Items listed in a dataset:
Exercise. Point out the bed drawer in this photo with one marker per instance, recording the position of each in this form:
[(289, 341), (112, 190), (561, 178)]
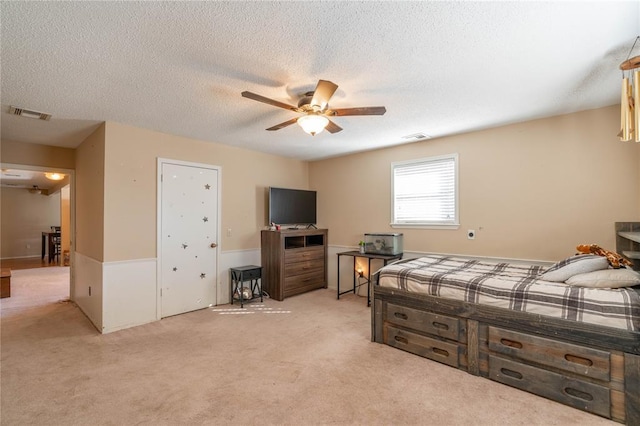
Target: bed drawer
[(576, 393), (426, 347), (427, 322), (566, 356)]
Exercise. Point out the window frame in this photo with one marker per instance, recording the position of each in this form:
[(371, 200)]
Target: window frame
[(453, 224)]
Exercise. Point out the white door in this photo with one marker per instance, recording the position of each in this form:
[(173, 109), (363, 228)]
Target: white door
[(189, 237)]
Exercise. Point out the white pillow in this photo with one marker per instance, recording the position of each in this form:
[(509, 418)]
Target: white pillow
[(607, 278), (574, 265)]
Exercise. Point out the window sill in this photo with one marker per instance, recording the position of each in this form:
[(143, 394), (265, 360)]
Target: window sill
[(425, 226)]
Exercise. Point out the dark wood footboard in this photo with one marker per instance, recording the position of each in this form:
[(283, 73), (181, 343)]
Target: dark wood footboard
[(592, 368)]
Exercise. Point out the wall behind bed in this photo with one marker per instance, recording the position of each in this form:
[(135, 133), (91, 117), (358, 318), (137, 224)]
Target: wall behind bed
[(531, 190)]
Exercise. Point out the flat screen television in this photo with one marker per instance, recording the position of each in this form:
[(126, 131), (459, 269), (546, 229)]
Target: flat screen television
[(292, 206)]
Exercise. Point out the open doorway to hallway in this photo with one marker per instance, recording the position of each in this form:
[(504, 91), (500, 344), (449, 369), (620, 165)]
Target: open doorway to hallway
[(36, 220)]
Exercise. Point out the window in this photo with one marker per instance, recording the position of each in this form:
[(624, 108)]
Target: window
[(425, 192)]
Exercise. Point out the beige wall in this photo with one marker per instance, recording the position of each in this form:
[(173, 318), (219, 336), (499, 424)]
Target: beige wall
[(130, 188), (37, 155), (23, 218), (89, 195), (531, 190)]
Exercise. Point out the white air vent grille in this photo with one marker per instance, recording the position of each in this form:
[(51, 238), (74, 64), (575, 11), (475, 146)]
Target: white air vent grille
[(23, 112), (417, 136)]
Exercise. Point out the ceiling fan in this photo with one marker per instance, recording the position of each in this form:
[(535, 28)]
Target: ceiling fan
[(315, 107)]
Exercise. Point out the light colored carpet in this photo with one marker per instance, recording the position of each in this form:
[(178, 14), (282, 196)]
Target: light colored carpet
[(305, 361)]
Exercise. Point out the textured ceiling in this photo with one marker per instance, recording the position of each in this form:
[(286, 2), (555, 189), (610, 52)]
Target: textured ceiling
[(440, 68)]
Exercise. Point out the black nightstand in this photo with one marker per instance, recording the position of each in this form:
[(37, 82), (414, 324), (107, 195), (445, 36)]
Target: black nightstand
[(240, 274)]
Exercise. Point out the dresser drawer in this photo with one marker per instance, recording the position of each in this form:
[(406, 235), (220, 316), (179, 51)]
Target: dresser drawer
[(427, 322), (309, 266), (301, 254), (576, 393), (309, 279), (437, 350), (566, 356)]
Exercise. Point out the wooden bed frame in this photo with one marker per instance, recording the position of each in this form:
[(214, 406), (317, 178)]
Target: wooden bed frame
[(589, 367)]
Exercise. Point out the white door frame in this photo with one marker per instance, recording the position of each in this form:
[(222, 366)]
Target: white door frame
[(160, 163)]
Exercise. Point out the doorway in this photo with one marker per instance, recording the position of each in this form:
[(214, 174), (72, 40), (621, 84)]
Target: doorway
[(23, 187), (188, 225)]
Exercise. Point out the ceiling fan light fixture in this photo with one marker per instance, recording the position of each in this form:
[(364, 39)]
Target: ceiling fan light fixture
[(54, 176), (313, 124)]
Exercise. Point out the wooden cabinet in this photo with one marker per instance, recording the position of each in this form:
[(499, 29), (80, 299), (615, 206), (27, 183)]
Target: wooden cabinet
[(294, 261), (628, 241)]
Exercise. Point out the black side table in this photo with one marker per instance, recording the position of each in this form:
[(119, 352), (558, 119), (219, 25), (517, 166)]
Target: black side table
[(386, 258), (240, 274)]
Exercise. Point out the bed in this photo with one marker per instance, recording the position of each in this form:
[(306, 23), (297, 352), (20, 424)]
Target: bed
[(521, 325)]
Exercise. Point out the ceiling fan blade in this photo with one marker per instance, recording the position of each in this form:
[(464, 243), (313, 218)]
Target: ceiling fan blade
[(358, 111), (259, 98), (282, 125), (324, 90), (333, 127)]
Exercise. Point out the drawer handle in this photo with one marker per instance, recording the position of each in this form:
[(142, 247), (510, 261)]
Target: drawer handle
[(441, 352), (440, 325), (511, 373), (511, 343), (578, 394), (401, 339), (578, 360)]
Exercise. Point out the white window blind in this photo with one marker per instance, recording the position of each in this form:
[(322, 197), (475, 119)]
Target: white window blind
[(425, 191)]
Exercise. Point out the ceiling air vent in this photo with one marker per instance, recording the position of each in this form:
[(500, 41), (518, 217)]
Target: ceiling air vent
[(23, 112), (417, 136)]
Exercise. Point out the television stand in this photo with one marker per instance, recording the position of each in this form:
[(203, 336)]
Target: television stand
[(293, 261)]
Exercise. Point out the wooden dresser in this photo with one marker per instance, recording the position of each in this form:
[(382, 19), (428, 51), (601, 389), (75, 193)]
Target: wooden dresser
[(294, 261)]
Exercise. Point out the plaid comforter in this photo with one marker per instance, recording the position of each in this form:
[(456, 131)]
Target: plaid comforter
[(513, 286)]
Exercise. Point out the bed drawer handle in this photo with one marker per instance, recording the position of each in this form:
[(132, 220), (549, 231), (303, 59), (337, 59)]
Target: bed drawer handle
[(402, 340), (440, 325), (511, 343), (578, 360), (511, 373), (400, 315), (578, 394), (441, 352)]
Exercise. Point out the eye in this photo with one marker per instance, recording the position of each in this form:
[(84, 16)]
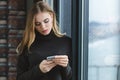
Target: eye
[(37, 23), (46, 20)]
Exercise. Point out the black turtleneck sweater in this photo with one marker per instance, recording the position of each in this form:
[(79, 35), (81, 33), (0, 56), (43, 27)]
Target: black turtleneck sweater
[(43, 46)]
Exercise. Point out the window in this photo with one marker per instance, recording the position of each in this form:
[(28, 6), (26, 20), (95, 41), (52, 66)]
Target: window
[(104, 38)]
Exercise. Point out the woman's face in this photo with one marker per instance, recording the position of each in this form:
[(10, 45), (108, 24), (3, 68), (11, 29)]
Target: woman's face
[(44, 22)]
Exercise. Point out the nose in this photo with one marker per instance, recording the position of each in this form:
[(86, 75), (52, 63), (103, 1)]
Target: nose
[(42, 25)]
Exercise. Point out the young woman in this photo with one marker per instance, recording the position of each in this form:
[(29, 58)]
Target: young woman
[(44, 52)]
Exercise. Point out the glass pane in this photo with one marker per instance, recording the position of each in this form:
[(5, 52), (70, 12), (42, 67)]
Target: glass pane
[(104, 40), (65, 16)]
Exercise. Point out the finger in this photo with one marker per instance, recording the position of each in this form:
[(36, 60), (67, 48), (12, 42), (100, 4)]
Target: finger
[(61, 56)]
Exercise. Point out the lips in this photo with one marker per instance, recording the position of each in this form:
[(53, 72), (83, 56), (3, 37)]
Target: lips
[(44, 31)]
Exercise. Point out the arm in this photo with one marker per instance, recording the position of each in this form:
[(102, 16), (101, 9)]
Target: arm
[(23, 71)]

==

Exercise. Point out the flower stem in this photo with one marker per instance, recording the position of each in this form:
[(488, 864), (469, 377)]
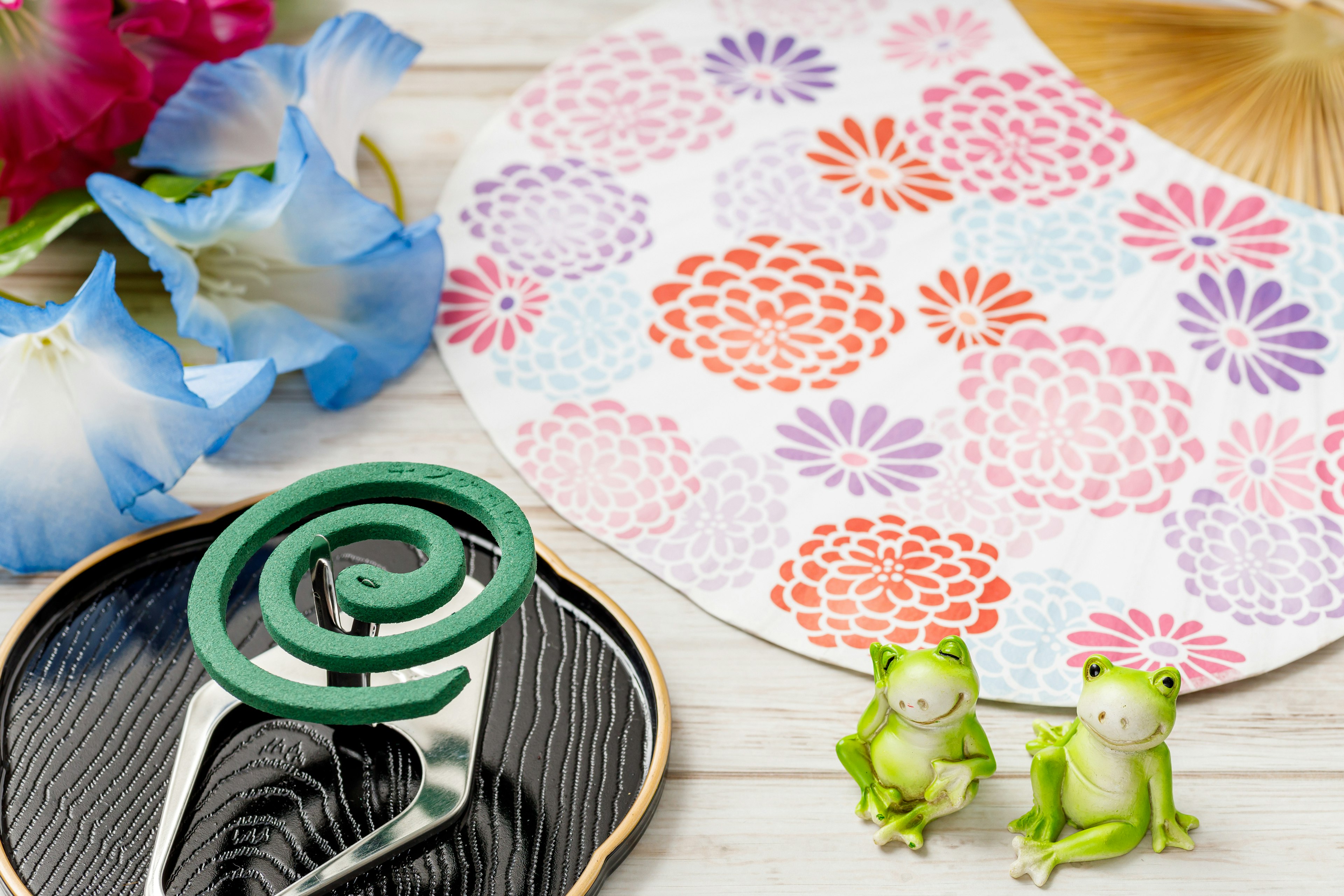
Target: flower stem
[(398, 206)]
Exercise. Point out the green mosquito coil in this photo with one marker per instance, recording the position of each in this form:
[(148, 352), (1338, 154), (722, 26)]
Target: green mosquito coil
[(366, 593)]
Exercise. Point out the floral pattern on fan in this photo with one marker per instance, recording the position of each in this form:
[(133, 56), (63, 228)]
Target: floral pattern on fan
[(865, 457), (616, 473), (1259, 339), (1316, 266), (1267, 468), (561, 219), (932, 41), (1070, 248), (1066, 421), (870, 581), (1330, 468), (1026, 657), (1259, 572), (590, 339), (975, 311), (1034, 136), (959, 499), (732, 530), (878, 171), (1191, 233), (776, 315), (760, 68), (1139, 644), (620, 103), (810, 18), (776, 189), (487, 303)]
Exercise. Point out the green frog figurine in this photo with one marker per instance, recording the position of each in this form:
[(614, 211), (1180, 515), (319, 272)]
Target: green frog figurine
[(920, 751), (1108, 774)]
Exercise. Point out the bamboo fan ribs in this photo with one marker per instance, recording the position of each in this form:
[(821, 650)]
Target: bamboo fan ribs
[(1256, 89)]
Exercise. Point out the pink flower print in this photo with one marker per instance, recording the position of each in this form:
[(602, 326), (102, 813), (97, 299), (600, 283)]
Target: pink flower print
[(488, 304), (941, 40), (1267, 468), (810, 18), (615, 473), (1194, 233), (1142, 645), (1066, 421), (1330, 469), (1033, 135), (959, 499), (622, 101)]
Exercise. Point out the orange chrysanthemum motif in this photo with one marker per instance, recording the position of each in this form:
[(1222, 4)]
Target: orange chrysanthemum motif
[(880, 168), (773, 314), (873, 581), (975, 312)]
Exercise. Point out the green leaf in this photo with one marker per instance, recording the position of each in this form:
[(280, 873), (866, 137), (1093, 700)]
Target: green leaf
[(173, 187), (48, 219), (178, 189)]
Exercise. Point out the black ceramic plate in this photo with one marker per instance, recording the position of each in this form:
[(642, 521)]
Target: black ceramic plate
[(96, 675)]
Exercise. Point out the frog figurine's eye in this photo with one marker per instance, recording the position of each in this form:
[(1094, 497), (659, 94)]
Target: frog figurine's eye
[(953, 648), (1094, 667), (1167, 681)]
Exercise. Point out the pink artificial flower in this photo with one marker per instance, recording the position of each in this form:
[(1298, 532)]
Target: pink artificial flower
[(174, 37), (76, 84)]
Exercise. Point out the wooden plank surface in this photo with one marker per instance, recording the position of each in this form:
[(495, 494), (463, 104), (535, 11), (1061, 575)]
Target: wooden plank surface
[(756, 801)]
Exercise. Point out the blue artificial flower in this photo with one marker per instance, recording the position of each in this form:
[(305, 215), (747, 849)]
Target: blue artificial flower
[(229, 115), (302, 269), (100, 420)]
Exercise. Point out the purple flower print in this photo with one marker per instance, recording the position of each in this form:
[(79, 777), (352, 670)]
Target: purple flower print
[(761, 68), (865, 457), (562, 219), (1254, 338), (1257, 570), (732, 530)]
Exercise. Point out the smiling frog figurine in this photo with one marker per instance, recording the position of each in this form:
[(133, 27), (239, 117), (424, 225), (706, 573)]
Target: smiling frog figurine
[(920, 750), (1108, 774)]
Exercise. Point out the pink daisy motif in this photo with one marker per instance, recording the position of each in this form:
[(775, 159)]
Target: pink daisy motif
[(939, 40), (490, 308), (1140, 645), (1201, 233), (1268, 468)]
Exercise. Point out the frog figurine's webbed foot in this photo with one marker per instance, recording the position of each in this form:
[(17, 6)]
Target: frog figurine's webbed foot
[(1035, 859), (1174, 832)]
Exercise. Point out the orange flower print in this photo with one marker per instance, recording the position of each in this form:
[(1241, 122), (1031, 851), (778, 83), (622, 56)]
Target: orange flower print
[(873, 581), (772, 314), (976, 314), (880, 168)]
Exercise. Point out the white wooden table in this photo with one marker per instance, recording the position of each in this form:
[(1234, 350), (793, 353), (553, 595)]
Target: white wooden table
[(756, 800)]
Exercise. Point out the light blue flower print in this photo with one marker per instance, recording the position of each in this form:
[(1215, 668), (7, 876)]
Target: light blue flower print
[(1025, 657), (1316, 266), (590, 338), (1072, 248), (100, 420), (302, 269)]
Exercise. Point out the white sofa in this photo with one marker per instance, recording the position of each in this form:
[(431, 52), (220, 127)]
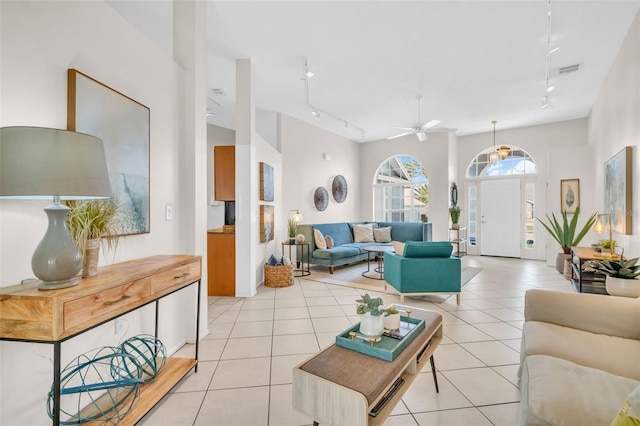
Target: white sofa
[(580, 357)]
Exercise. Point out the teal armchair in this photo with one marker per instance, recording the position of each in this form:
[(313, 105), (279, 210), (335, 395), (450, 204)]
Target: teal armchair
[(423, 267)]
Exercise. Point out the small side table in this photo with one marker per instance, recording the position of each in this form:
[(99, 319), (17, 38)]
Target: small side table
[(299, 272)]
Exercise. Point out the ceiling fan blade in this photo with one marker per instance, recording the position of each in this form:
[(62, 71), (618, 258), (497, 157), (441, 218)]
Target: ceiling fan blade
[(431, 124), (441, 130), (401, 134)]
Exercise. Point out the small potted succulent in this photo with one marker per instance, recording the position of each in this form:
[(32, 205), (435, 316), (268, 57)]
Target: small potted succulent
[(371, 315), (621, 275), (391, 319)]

* * *

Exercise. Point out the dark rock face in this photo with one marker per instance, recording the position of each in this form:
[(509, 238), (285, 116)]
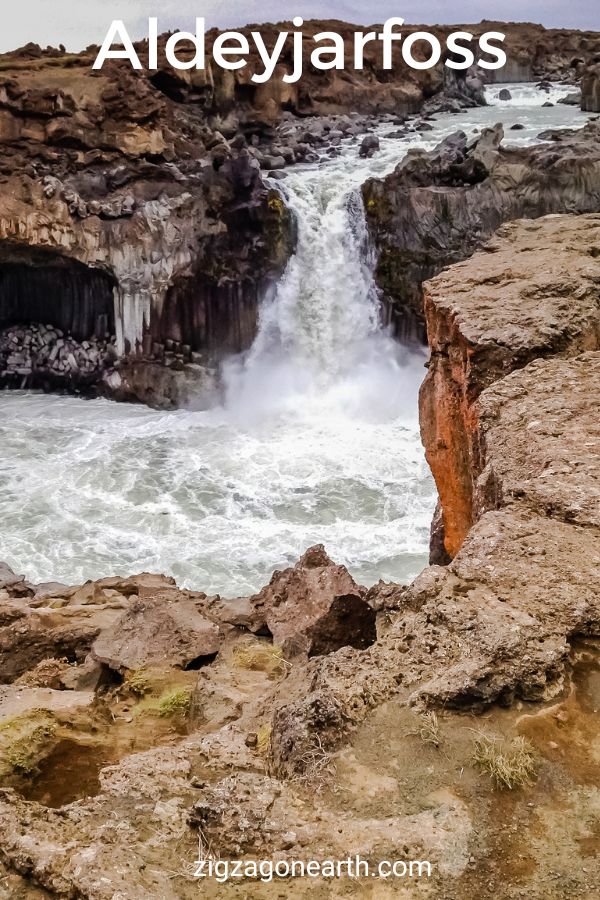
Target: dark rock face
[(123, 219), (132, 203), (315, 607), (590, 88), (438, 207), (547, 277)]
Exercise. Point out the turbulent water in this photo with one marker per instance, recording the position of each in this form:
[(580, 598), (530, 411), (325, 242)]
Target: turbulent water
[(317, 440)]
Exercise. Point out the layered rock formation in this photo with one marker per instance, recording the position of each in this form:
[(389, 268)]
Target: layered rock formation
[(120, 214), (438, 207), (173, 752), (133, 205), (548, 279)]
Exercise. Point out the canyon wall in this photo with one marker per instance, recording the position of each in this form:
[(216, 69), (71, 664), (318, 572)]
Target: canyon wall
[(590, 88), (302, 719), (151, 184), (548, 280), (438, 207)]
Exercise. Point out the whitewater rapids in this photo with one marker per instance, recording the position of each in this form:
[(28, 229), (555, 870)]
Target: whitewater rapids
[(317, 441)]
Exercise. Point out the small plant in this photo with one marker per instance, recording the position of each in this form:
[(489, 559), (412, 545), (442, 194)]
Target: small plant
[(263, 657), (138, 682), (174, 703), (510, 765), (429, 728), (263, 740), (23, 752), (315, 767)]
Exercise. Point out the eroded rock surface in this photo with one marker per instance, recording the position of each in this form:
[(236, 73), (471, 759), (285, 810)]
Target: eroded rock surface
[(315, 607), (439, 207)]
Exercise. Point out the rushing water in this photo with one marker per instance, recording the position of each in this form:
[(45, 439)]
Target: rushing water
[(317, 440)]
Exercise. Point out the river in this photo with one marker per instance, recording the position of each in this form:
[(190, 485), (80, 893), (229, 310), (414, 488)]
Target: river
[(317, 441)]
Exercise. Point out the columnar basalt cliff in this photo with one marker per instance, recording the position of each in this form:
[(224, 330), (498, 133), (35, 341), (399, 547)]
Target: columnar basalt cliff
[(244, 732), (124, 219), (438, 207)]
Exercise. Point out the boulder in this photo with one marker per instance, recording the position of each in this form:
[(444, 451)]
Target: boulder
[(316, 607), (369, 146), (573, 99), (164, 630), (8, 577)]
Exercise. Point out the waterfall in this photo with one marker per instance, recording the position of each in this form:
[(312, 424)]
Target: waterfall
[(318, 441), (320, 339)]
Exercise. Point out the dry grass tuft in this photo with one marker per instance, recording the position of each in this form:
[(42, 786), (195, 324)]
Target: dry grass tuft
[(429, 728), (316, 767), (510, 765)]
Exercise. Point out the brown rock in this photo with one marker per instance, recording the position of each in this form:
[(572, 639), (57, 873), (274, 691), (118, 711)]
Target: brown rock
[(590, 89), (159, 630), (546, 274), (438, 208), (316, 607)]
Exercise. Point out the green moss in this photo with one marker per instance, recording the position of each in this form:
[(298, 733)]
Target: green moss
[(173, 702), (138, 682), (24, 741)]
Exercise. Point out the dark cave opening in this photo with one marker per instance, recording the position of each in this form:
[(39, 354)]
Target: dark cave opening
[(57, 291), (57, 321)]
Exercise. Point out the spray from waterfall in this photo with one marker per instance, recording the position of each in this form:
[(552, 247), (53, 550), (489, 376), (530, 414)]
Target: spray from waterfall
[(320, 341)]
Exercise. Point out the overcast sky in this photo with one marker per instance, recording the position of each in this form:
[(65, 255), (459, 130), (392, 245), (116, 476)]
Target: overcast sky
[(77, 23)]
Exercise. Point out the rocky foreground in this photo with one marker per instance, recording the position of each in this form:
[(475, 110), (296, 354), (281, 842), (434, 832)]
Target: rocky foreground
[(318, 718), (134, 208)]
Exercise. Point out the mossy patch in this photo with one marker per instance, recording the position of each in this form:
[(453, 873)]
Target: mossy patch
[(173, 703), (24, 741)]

EXERCISE REQUIREMENTS: Only the lines above from the one with "Target: dark wood footboard" through the one with "[(173, 318), (219, 336), (499, 424)]" should be duplicated, character for character.

TASK ANSWER:
Target: dark wood footboard
[(592, 368)]
Exercise. Point out the wall behind bed in this photo with one marker per instance, recording the position of each in this form:
[(135, 133), (91, 117), (358, 318), (137, 224)]
Target: wall behind bed
[(531, 190)]
Exercise. Point out the flat screen television in this photo with one marker per instance, recording the position of each in this form:
[(126, 131), (459, 269), (546, 229)]
Target: flat screen television
[(292, 206)]
Exercise. Point out the open doorway to hallway in this photo with one marker per instance, recording the position of each in this form:
[(504, 91), (500, 344), (449, 369), (620, 165)]
Target: open doorway to hallway
[(36, 220)]
Exercise. Point out the window in this photo with one marker per instance, recording the position of each in this form:
[(624, 108)]
Target: window
[(425, 192)]
Exercise. Point out the beige wall in this photo with one marker per instance, recording the position of each in this form:
[(173, 318), (219, 336), (499, 424)]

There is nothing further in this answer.